_Directions for this task_: Please reproduce all entries word for word, leaving every image behind.

....

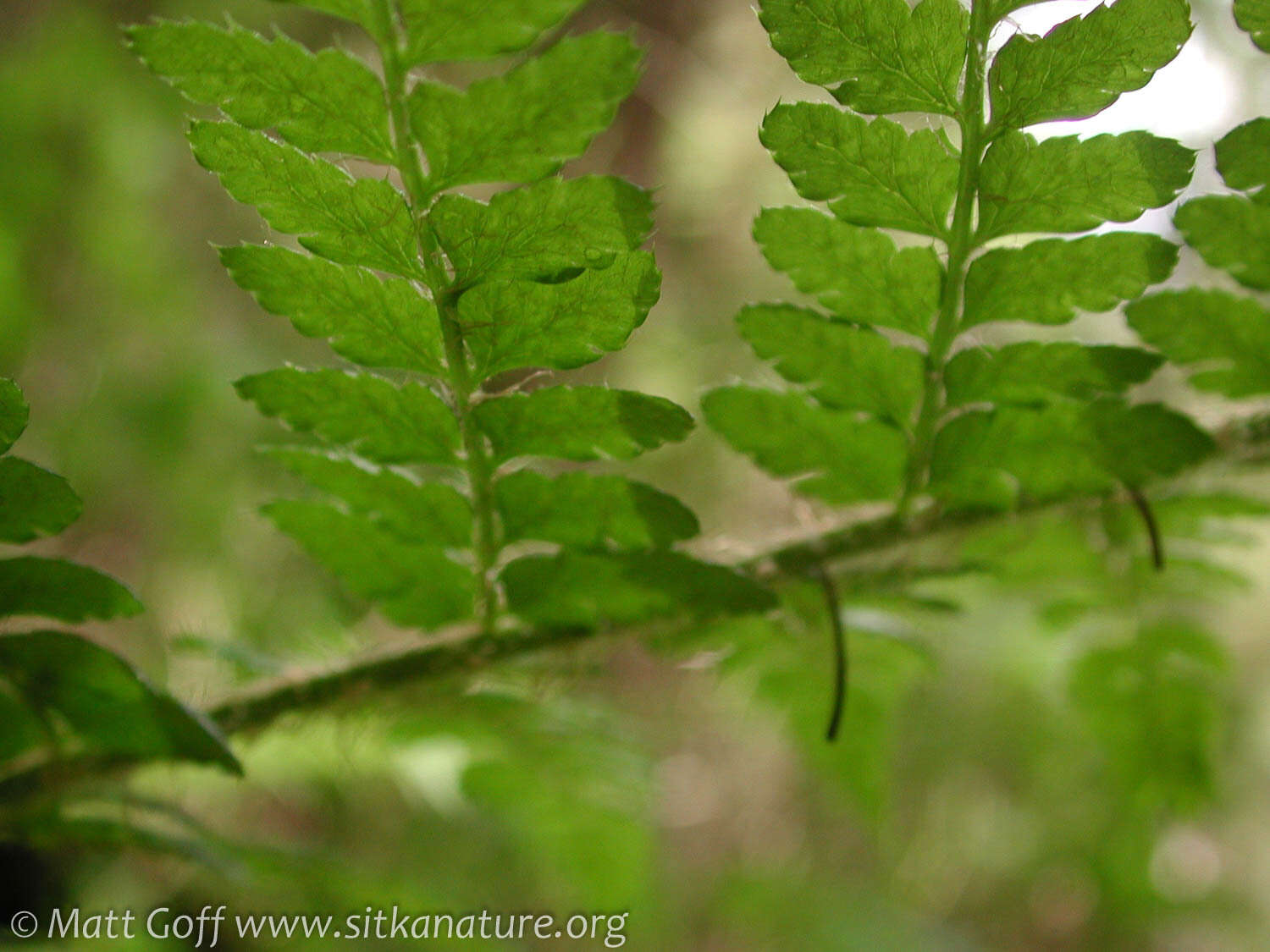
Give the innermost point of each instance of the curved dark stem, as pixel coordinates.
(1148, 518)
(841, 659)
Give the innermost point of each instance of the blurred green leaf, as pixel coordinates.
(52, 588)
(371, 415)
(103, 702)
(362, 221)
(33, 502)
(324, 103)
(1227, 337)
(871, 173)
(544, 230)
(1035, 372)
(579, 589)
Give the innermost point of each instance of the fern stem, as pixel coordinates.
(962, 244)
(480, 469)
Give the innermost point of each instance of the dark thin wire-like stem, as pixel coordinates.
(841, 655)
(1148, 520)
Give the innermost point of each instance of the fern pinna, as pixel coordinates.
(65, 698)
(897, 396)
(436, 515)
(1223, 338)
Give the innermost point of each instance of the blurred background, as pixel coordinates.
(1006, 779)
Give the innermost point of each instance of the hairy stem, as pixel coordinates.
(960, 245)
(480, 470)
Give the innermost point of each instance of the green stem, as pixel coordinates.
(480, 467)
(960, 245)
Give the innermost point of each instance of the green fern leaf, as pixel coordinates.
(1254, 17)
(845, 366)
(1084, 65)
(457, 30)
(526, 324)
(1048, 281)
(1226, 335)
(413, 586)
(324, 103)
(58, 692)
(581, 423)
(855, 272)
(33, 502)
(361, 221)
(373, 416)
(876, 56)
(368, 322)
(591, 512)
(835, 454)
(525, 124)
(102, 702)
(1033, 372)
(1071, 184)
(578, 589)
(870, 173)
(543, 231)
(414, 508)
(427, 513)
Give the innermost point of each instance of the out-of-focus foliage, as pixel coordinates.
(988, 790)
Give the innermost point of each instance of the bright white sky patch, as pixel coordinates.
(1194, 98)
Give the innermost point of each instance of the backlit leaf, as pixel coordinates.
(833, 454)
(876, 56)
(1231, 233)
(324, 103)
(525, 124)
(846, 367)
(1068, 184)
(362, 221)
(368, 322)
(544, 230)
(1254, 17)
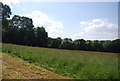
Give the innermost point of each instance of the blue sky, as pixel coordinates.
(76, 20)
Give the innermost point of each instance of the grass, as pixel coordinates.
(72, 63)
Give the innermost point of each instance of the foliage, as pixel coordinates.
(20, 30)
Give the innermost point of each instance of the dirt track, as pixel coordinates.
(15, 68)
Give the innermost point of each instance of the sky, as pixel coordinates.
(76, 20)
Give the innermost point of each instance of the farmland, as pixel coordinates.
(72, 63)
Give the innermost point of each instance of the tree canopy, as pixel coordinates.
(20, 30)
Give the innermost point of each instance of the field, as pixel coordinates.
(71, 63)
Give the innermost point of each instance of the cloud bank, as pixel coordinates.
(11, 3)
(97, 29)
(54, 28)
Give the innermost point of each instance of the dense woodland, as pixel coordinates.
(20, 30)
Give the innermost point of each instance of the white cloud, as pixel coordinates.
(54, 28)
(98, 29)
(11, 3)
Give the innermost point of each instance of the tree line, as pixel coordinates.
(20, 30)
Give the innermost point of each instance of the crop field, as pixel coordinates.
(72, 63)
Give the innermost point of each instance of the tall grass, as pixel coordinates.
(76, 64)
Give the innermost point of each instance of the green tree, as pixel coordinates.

....

_Reply_:
Give the innermost point of each instance of the curved dark stem, as pixel coordinates.
(1148, 518)
(841, 659)
Give the innermost point of each instance of the blurred green leaf, as pixel coordinates.
(52, 588)
(371, 415)
(103, 702)
(362, 221)
(33, 502)
(324, 103)
(1227, 337)
(871, 173)
(544, 230)
(1035, 372)
(579, 589)
Give the innermost point of each instance of the fern stem, as pixel coordinates.
(962, 244)
(480, 469)
Give the innermost point of each instance of the dark thin wire-like stem, as pixel coordinates.
(841, 655)
(1148, 520)
Give the innermost point of each instance of the fern pinna, as pixel coordinates.
(65, 698)
(897, 396)
(436, 515)
(1223, 338)
Give the innermost point of each instance of the blurred background, as pixel coordinates.
(1006, 779)
Give the innermost point of each instance of the hairy stem, as pixel coordinates.
(960, 245)
(480, 470)
Give the innermost point of each instance of the green stem, as pixel coordinates.
(480, 467)
(960, 245)
Give the innermost point of each instance of the green fern leaf, as pixel coordinates.
(1254, 17)
(845, 366)
(1084, 65)
(457, 30)
(526, 324)
(1048, 281)
(1226, 335)
(413, 586)
(324, 103)
(58, 692)
(581, 423)
(855, 272)
(33, 502)
(361, 221)
(373, 416)
(876, 56)
(368, 322)
(591, 512)
(835, 454)
(525, 124)
(102, 702)
(1033, 372)
(1071, 184)
(578, 589)
(870, 173)
(543, 231)
(414, 508)
(427, 513)
Give the innermost point of each instance of the out-of-focus foliage, as pixel coordinates.
(988, 790)
Give the innermost point of each instance of the bright white sky patch, as pixel coordinates.
(1194, 98)
Give the innermost point of each instance of the backlit leaf, as pixel coordinates.
(833, 454)
(876, 56)
(1231, 233)
(324, 103)
(525, 124)
(846, 367)
(1068, 184)
(362, 221)
(368, 322)
(544, 230)
(1254, 17)
Give the innermost point of each instance of the blue sky, as pixel coordinates.
(76, 20)
Give the innermost point of each instance of the grass, as pixel coordinates.
(72, 63)
Give the innermost point of each instance of the foliage, as pixel coordinates.
(20, 30)
Give the innermost point of each instance of the dirt track, as pixel coordinates.
(15, 68)
Give the innermost point of each instance of the sky, as pixel coordinates.
(76, 20)
Give the innermost point of each instance of the farmland, as pixel coordinates.
(72, 63)
Give the innermost point of each instance of the tree canopy, as pixel coordinates.
(20, 30)
Give the innermost point of each instance of the field, as pixel coordinates.
(71, 63)
Give the innermost point of each instance of the cloud bank, as pixel coordinates.
(11, 3)
(97, 29)
(54, 28)
Give the innermost point of each instance of the dense woodland, as pixel coordinates.
(20, 30)
Give the innermost point of each instance of the white cloud, as pixel coordinates.
(54, 28)
(98, 29)
(11, 3)
Give the innermost point of each instance of the tree line, as pixel coordinates.
(20, 30)
Give the innermost point of each instance of the crop field, as pixel coordinates.
(72, 63)
Give the innermost point of each instance of the tall grass, as pixel coordinates.
(76, 64)
Give the innermost point of each instance of the green tree, as pixel coordinates.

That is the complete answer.